# Given text

How One Iowa County Is Using Its American Rescue Plan Funding

AP Photo/Charlie Neibergall

As Iowa communities have received federal money through the American Rescue Plan, possibilities have opened up for counties to pursue necessary development or repair projects to boost their cities and towns.

The Rescue Plan was passed by congressional Democrats and signed into law by President Joe Biden in March to help Americans and US cities recover from economic problems caused by the pandemic.

Marshall County received $3.8 million—half of its total funding allotment—in June, and proposals from officials and department heads there have been approved by the board of supervisors.

One proposal was for better election equipment, including COVID-friendly styluses and technology to help the hearing and vision-impaired vote.

Marshall County Auditor Nan Benson said the voice technology was a problem in past elections, so the new technology pronounces names accurately.

“We spent a great deal of time getting our old equipment to work,” she said. “The new equipment is a tablet type. We have a stylus that they’ll be able to use, a disposable stylus.”

The tablets also make handling different ballot types less of a hassle, and improve security.

“It has every ballot on there and basically once you fill it out, you scan a little QR code and it brings up the right ballot for the individual voting,” Benson said.

The election center will also have space for social distancing for in-person voting.

There are also projects to finally repair and update buildings such as the county courthouse, the election center, and the Marshall County Community Services Annex still damaged from 2018 tornadoes.

That includes improvements to HVAC systems for COVID mitigation, touchless faucets, and glass barriers at public counters.

Benson said these repairs were already planned and underway, but the county made adjustments because of the boost provided by the Rescue Plan funding.

Ultimately, she thinks the funding will benefit the county and everyone living there.

“If we can utilize it for things that we know would help us in our budget down the road, then we are helping our local taxpayers if we use this money,” she said.

Benson said the county is only considering requests from county departments, though there are two projects that don’t quite fall in that definition.

One is a renovation of the Marshalltown Arts & Civic Center, which is also being funded by the city. The other is for radios for the Green Mountain Fire Department.

Benson said because Green Mountain isn’t an incorporated city and didn’t have the chance to apply for relief funds, Marshall County committed Rescue Plan money for half of the radio costs.

Guidance for using Rescue Plan funding comes from the US Department of the Treasury. The National Association of Counties (NACo) has held webinars to explain which projects meet federal guidelines.

According to a June NACo presentationusing information from the Treasury Departmentsample uses include: supporting public health response, replacing public sector revenue loss, water and sewer infrastructure, addressing negative economic impacts, pay for essential workers, and broadband infrastructure.

“The Fiscal Recovery Fund was established to help turn the tide on the pandemic, address its economic fallout, and lay the foundation for a strong and equitable recovery,” the NACo presentation noted.

The recent Iowa State Association of Counties conference also had a discussion about the types of projects allowed by ARPA.

The Marshall County ARPA Committee will meet Thursday to hear proposals from the county attorneys for enhanced supervision in the drug court and funding for the mental health court.

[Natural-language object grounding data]

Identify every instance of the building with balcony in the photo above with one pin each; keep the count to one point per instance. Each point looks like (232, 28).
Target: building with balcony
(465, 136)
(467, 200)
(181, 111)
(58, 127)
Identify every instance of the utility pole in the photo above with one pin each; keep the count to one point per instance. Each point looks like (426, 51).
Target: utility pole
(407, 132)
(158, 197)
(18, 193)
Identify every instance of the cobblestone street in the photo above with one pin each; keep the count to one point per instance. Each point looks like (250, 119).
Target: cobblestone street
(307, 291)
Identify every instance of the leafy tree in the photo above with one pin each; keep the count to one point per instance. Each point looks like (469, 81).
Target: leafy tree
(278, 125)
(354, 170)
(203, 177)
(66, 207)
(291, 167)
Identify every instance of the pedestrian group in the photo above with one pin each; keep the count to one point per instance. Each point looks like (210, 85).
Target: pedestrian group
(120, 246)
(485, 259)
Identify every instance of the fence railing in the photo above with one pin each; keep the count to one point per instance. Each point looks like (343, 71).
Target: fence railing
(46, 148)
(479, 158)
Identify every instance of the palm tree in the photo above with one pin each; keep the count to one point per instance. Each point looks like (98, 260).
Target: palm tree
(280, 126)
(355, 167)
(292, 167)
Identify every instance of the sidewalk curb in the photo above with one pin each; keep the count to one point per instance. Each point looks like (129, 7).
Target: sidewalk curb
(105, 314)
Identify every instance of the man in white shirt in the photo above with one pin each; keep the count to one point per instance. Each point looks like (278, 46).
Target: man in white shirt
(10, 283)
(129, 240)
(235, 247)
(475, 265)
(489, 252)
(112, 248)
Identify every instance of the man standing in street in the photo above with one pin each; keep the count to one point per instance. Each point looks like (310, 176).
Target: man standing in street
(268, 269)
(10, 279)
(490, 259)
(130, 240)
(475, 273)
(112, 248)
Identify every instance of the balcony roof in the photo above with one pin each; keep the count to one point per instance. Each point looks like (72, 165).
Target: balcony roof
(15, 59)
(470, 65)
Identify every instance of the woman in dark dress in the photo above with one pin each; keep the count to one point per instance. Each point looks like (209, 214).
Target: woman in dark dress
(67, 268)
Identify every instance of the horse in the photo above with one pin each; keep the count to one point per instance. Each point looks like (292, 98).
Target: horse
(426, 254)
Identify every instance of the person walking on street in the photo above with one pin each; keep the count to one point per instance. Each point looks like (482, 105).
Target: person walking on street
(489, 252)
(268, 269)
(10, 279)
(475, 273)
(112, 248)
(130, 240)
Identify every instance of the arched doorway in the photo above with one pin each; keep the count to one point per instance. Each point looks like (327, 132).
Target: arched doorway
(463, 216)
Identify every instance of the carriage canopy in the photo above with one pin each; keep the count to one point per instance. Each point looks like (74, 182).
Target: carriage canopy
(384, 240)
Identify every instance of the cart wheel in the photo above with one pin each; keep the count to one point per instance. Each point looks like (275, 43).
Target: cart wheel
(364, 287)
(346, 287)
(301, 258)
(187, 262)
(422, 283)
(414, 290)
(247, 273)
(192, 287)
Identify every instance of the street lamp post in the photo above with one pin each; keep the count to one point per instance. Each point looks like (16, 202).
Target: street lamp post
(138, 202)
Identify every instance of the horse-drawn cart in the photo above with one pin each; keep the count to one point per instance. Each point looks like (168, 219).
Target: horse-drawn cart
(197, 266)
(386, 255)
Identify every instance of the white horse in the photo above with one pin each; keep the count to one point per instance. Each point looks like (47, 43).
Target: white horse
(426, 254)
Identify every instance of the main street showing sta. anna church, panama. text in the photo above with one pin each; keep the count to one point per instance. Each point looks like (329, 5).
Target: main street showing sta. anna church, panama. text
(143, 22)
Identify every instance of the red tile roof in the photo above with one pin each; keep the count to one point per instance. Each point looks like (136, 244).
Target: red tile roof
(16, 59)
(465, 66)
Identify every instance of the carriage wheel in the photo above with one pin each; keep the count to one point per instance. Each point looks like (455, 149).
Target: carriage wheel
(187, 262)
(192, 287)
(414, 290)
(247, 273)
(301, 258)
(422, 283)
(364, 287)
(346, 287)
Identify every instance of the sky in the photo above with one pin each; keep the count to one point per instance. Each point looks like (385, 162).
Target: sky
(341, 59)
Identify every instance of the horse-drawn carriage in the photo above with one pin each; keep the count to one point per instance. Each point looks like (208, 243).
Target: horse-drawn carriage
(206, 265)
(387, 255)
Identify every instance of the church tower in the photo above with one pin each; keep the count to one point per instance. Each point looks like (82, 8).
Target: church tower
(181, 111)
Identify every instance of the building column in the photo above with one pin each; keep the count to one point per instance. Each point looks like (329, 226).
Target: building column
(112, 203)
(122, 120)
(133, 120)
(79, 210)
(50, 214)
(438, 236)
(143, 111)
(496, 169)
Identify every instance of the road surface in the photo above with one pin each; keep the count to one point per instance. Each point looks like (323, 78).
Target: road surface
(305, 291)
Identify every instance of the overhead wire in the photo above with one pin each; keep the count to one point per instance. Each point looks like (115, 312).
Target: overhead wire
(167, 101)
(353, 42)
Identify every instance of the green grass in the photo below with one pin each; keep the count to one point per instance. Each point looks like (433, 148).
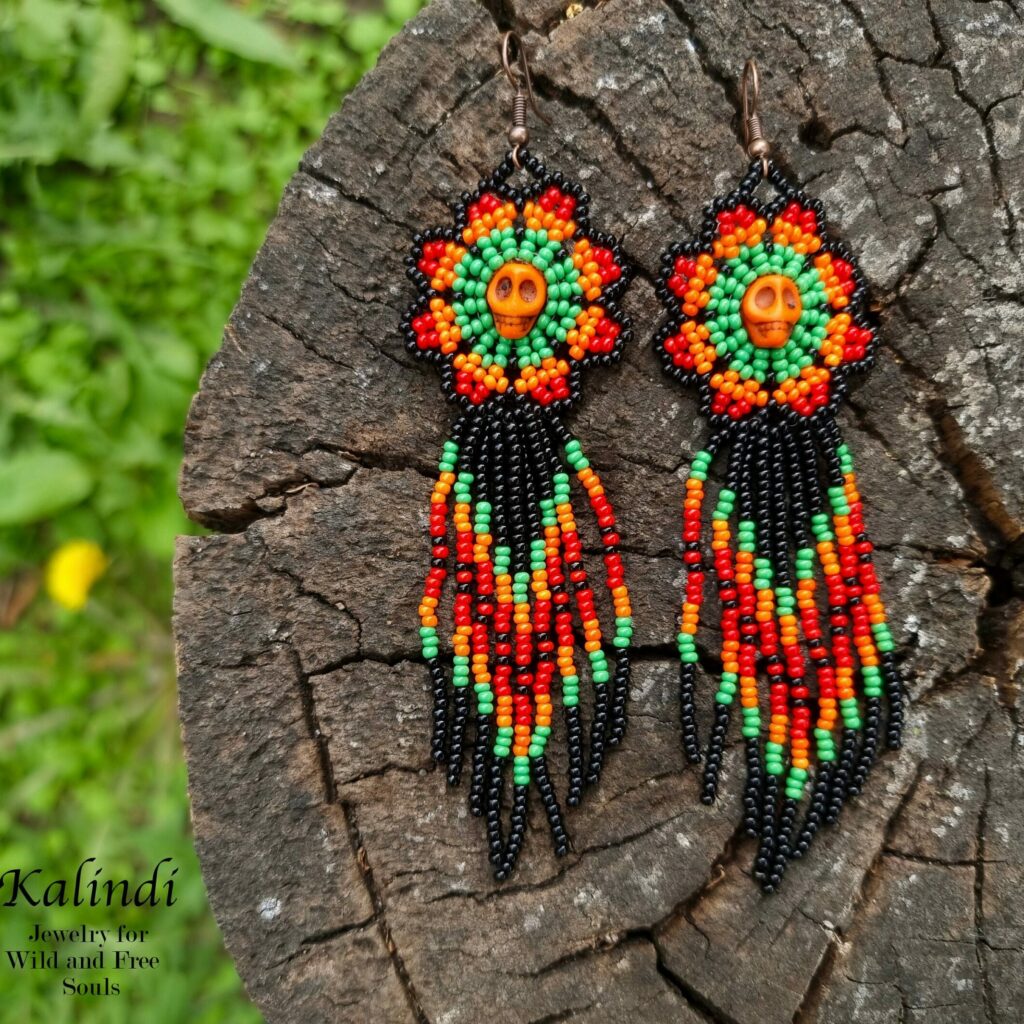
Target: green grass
(143, 146)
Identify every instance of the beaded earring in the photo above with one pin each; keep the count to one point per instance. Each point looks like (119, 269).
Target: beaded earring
(768, 317)
(514, 300)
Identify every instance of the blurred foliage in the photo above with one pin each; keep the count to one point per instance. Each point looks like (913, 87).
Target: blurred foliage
(143, 146)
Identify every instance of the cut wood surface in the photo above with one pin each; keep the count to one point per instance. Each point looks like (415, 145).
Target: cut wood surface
(349, 883)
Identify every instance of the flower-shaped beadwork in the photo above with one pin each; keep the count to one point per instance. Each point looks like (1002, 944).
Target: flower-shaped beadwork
(519, 294)
(765, 309)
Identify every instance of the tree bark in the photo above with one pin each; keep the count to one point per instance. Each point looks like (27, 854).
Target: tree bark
(349, 884)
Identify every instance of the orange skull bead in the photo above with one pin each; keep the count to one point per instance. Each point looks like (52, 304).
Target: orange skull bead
(770, 308)
(516, 296)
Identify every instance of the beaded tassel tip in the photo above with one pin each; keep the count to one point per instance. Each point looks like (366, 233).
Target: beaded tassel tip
(514, 300)
(768, 316)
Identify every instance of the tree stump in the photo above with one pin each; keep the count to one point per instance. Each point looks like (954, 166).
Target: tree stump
(349, 884)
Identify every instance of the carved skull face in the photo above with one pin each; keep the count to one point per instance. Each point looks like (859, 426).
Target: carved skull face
(516, 296)
(770, 308)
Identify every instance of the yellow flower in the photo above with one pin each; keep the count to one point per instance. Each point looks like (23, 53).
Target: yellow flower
(72, 570)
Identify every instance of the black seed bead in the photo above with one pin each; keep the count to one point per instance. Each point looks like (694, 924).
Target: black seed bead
(714, 758)
(551, 808)
(597, 733)
(691, 743)
(620, 694)
(438, 685)
(457, 736)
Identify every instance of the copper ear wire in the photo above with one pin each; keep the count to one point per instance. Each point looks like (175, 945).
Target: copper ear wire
(754, 138)
(517, 72)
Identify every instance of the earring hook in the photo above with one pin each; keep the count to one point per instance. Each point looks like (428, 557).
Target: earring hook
(754, 139)
(517, 72)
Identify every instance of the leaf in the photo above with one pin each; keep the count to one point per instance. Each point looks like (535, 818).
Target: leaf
(108, 69)
(37, 482)
(221, 25)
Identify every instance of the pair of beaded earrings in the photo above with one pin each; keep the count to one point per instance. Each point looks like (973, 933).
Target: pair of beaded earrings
(767, 316)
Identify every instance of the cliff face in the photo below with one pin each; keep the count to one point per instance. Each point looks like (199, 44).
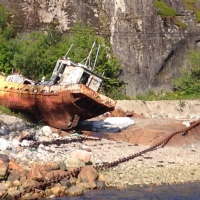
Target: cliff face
(151, 49)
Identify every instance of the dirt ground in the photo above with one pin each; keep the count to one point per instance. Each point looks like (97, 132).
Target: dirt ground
(155, 120)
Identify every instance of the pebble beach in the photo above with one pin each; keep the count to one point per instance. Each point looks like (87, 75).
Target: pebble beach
(23, 165)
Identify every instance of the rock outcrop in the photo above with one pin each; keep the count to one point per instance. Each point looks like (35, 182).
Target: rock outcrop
(152, 49)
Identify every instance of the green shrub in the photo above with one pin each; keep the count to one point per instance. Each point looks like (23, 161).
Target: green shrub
(163, 9)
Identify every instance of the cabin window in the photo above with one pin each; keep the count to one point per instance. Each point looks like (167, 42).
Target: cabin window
(84, 78)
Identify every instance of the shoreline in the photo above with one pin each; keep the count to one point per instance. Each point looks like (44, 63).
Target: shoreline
(23, 166)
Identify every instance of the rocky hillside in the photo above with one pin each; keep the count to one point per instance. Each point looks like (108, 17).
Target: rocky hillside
(152, 49)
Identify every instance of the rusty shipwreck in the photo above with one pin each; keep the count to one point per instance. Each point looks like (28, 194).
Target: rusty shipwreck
(71, 95)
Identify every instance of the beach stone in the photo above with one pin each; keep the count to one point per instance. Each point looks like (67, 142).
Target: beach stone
(88, 174)
(81, 155)
(14, 175)
(62, 166)
(55, 173)
(4, 144)
(65, 182)
(16, 183)
(58, 189)
(2, 187)
(7, 184)
(29, 183)
(118, 112)
(13, 165)
(13, 191)
(3, 171)
(34, 173)
(46, 130)
(2, 193)
(4, 158)
(75, 191)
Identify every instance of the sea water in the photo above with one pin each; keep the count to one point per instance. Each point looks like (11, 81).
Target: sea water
(189, 191)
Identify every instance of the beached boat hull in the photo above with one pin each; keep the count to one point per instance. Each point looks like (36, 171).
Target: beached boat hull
(58, 106)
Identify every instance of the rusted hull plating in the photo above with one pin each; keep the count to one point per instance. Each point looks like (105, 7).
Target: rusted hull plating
(58, 106)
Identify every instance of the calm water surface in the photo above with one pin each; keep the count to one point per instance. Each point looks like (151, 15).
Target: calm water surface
(189, 191)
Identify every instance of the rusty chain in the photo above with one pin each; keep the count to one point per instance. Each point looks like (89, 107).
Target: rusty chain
(58, 177)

# Assigned task 1
Summarize the Marshall County funding article in two sentences.
# Assigned task 2
In the Marshall County funding article, swap "election equipment" for "voting equipment" and give the passage starting at "The Rescue Plan was" and ending at "pronounces names accurately.".
The listing bears no relation to the Marshall County funding article.

# Solution 1
Marshall County received $3.8 million in American Rescue Plan funding in June, and its board of supervisors approved proposals that include new election equipment and repairs to county buildings still damaged from 2018 tornadoes. The county is considering only requests from county departments, apart from two projects: a renovation of the Marshalltown Arts & Civic Center and radios for the Green Mountain Fire Department, for which the county committed half the cost.

# Solution 2
The Rescue Plan was passed by congressional Democrats and signed into law by President Joe Biden in March to help Americans and US cities recover from economic problems caused by the pandemic.

Marshall County received $3.8 million—half of its total funding allotment—in June, and proposals from officials and department heads there have been approved by the board of supervisors.

One proposal was for better voting equipment, including COVID-friendly styluses and technology to help the hearing and vision-impaired vote.

Marshall County Auditor Nan Benson said the voice technology was a problem in past elections, so the new technology pronounces names accurately.